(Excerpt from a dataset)

______________________________

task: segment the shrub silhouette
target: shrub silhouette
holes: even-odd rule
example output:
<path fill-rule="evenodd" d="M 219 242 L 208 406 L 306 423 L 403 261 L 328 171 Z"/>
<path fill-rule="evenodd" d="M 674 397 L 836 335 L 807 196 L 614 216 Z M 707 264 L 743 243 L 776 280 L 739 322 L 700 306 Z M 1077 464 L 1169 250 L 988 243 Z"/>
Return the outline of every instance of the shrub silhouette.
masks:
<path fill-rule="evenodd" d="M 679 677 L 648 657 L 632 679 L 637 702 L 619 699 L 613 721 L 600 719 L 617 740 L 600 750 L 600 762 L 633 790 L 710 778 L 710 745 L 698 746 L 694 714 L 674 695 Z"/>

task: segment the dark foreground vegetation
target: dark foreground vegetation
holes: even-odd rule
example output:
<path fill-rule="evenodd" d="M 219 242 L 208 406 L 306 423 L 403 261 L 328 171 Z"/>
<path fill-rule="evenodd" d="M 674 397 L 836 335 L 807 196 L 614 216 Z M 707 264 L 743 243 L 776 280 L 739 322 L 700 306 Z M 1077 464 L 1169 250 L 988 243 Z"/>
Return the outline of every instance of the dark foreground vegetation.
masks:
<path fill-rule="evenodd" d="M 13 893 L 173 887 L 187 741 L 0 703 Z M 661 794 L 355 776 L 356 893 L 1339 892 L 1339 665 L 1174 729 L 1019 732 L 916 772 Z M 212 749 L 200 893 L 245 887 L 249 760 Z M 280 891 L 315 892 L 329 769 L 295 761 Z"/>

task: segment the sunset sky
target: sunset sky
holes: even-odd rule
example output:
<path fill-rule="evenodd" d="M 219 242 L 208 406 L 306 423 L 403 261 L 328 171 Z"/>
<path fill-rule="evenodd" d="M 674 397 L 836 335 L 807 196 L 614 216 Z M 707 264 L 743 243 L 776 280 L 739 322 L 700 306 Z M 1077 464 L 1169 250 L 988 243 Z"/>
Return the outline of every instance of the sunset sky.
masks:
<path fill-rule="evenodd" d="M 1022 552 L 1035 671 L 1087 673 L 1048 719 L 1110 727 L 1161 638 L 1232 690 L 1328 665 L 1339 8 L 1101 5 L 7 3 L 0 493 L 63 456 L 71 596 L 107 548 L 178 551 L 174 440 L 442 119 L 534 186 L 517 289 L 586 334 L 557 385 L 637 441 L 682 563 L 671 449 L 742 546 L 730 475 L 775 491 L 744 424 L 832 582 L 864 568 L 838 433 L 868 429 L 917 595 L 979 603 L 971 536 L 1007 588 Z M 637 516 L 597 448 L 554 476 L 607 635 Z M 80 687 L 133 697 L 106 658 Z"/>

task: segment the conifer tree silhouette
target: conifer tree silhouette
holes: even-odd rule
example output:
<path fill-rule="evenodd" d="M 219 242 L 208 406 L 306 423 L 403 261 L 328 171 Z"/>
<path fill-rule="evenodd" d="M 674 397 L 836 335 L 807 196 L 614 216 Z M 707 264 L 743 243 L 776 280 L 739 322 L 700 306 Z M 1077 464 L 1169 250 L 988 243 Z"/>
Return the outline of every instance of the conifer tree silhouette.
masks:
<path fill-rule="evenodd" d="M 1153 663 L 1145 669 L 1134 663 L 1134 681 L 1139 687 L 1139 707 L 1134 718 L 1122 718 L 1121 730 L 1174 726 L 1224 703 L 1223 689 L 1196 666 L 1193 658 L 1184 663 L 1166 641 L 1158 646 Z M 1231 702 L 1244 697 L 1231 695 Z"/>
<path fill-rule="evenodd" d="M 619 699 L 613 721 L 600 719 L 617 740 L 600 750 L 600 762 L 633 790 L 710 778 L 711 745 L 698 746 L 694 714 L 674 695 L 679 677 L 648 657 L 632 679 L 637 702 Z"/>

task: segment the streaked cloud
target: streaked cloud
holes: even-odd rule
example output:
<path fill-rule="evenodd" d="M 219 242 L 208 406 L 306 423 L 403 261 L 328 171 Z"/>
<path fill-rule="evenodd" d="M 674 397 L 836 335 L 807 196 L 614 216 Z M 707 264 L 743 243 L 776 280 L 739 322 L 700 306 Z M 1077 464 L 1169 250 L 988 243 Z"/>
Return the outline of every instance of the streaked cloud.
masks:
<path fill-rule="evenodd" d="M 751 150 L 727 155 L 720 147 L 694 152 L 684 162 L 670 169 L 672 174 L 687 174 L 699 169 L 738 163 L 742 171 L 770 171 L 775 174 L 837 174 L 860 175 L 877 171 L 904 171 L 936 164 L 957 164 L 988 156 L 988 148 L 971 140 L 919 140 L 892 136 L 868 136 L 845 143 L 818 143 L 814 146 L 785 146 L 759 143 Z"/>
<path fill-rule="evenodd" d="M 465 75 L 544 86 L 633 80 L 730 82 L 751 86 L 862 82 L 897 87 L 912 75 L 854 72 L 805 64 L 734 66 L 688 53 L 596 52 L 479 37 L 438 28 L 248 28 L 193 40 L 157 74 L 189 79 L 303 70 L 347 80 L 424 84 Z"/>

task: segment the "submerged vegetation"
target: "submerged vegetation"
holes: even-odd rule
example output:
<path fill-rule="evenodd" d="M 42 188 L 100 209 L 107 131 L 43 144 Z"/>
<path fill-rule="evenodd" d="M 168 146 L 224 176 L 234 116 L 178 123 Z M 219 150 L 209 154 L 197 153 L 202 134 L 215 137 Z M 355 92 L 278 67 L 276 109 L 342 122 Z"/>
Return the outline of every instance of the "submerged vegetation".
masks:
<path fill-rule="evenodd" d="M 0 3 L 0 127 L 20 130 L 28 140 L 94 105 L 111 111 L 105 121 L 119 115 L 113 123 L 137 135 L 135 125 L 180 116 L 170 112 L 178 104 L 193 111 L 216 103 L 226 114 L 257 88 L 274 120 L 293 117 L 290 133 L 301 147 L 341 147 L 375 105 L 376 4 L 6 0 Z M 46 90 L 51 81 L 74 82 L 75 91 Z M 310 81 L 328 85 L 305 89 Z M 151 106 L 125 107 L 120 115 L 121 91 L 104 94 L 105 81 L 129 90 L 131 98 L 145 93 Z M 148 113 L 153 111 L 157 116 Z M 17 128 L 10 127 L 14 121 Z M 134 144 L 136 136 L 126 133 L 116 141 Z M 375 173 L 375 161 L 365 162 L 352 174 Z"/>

______________________________

#### [The exercise]
Copy the lines above verbatim, all of them.

#### [Exercise solution]
task: segment the shrub silhouette
target: shrub silhouette
holes: even-odd rule
example output:
<path fill-rule="evenodd" d="M 219 242 L 208 406 L 306 423 L 403 261 L 328 171 Z"/>
<path fill-rule="evenodd" d="M 674 397 L 836 335 L 807 196 L 614 216 Z M 707 264 L 743 243 L 776 280 L 739 322 L 700 306 Z M 1077 464 L 1169 250 L 988 243 Z"/>
Return the outline of every instance of the shrub silhouette.
masks:
<path fill-rule="evenodd" d="M 679 677 L 648 657 L 632 679 L 637 702 L 619 699 L 613 721 L 600 719 L 617 740 L 600 750 L 600 762 L 633 790 L 710 778 L 710 745 L 698 746 L 694 714 L 674 695 Z"/>

task: segment the dark foreground vegetation
target: dark foreground vegetation
holes: even-odd rule
example output:
<path fill-rule="evenodd" d="M 219 242 L 208 406 L 306 423 L 403 261 L 328 171 Z"/>
<path fill-rule="evenodd" d="M 674 397 L 836 335 L 807 196 L 614 216 Z M 707 264 L 743 243 L 776 280 L 739 322 L 700 306 Z M 1077 464 L 1169 250 L 988 243 Z"/>
Return the outline of every instance of the dark foreground vegetation.
masks:
<path fill-rule="evenodd" d="M 13 893 L 173 887 L 187 741 L 0 703 Z M 661 794 L 355 776 L 356 893 L 1339 892 L 1339 665 L 1174 729 L 1019 732 L 916 772 Z M 212 749 L 200 893 L 245 887 L 249 760 Z M 280 891 L 315 892 L 329 769 L 295 761 Z"/>

task: segment the sunset sky
target: sunset sky
holes: even-odd rule
example output:
<path fill-rule="evenodd" d="M 219 242 L 208 406 L 306 423 L 403 261 L 328 171 Z"/>
<path fill-rule="evenodd" d="M 674 397 L 836 335 L 807 196 L 614 216 Z M 707 264 L 743 243 L 776 280 L 739 322 L 700 306 Z M 1077 464 L 1169 250 L 988 243 Z"/>
Return the outline of every instance of the sunset sky.
masks:
<path fill-rule="evenodd" d="M 1022 552 L 1035 671 L 1087 673 L 1048 719 L 1110 727 L 1161 638 L 1232 690 L 1328 665 L 1339 8 L 1101 5 L 7 3 L 0 493 L 63 456 L 71 596 L 107 548 L 178 551 L 174 440 L 442 119 L 534 186 L 517 289 L 586 334 L 557 385 L 637 441 L 682 563 L 671 449 L 742 546 L 730 475 L 775 491 L 744 424 L 832 582 L 864 568 L 838 433 L 868 429 L 917 595 L 979 603 L 971 536 L 1007 588 Z M 637 516 L 597 448 L 554 476 L 607 635 Z M 80 687 L 133 697 L 106 658 Z"/>

task: segment the conifer tree silhouette
target: conifer tree silhouette
holes: even-odd rule
example output:
<path fill-rule="evenodd" d="M 219 242 L 208 406 L 306 423 L 403 261 L 328 171 Z"/>
<path fill-rule="evenodd" d="M 674 397 L 836 335 L 807 196 L 614 216 Z M 707 264 L 743 243 L 776 280 L 739 322 L 700 306 Z M 1077 464 L 1169 250 L 988 243 Z"/>
Return the outline of every instance of the conifer tree silhouette.
masks:
<path fill-rule="evenodd" d="M 1153 663 L 1145 669 L 1134 663 L 1134 681 L 1139 687 L 1139 707 L 1134 718 L 1122 718 L 1121 730 L 1174 726 L 1224 703 L 1223 689 L 1196 666 L 1193 658 L 1184 663 L 1166 641 L 1158 646 Z M 1231 702 L 1244 697 L 1231 695 Z"/>
<path fill-rule="evenodd" d="M 619 699 L 613 721 L 600 719 L 617 740 L 600 750 L 600 762 L 633 790 L 710 778 L 711 745 L 698 746 L 694 714 L 674 695 L 679 677 L 648 657 L 632 679 L 637 702 Z"/>

task: segment the streaked cloud
target: streaked cloud
holes: even-odd rule
example output:
<path fill-rule="evenodd" d="M 219 242 L 208 406 L 306 423 L 403 261 L 328 171 Z"/>
<path fill-rule="evenodd" d="M 674 397 L 836 335 L 807 196 L 614 216 Z M 707 264 L 743 243 L 776 280 L 739 322 L 700 306 Z M 1077 464 L 1169 250 L 988 243 Z"/>
Return the outline of every instance of the streaked cloud.
masks:
<path fill-rule="evenodd" d="M 751 150 L 727 155 L 720 147 L 694 152 L 684 162 L 670 169 L 672 174 L 687 174 L 699 169 L 738 163 L 742 171 L 770 171 L 775 174 L 837 174 L 860 175 L 877 171 L 904 171 L 936 164 L 957 164 L 988 156 L 988 148 L 971 140 L 919 140 L 892 136 L 868 136 L 845 143 L 818 143 L 814 146 L 785 146 L 759 143 Z"/>
<path fill-rule="evenodd" d="M 465 75 L 544 86 L 633 80 L 730 82 L 751 86 L 862 82 L 897 87 L 912 75 L 854 72 L 805 64 L 734 66 L 688 53 L 596 52 L 479 37 L 438 28 L 248 28 L 193 40 L 157 74 L 189 79 L 303 70 L 347 80 L 424 84 Z"/>

task: segment the "submerged vegetation"
target: "submerged vegetation"
holes: even-odd rule
example output:
<path fill-rule="evenodd" d="M 42 188 L 100 209 L 107 131 L 43 144 Z"/>
<path fill-rule="evenodd" d="M 168 146 L 224 176 L 234 116 L 178 123 Z M 219 150 L 209 154 L 197 153 L 202 134 L 215 137 Z M 355 92 L 278 67 L 276 109 L 342 122 Z"/>
Return the outline of every instance of the "submerged vegetation".
masks:
<path fill-rule="evenodd" d="M 0 3 L 0 127 L 20 130 L 28 140 L 94 105 L 111 111 L 105 121 L 119 115 L 113 123 L 137 135 L 135 125 L 180 116 L 170 112 L 178 104 L 193 111 L 216 103 L 226 114 L 257 88 L 274 120 L 293 117 L 290 133 L 301 147 L 341 147 L 375 105 L 376 4 L 6 0 Z M 46 90 L 51 81 L 74 82 L 75 91 Z M 310 81 L 328 85 L 305 89 Z M 151 106 L 125 107 L 120 115 L 121 91 L 104 94 L 105 81 L 129 90 L 131 98 L 145 93 Z M 148 113 L 153 111 L 157 116 Z M 17 128 L 10 127 L 14 121 Z M 134 144 L 136 136 L 126 133 L 116 141 Z M 375 173 L 375 161 L 365 162 L 352 174 Z"/>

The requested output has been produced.